[BEGIN Recorded information]
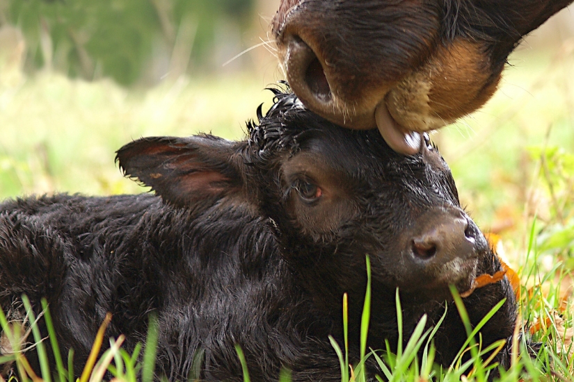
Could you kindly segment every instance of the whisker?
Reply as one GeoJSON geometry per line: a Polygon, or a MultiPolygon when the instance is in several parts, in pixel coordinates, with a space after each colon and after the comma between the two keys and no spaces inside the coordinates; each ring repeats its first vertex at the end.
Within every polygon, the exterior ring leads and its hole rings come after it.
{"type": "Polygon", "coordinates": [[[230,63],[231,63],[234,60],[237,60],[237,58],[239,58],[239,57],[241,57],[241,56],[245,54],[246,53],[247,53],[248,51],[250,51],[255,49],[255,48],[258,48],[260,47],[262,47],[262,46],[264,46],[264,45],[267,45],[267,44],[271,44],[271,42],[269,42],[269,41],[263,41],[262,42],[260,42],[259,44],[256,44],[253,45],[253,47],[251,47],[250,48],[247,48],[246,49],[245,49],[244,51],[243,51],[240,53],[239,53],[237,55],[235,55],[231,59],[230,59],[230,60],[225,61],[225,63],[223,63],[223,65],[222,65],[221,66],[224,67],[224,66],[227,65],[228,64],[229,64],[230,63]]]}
[END Recorded information]
[BEGIN Recorded information]
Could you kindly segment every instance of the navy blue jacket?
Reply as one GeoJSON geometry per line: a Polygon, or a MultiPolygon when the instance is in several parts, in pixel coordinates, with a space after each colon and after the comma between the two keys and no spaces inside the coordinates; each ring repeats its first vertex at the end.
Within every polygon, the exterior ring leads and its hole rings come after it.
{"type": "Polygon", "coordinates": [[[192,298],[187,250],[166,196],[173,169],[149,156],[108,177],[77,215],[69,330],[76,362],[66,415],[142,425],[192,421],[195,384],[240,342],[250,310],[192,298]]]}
[END Recorded information]
**Exercise task**
How many lines in the items above contain the word "every", with case counting? Reply with the number alone.

**Task solution**
4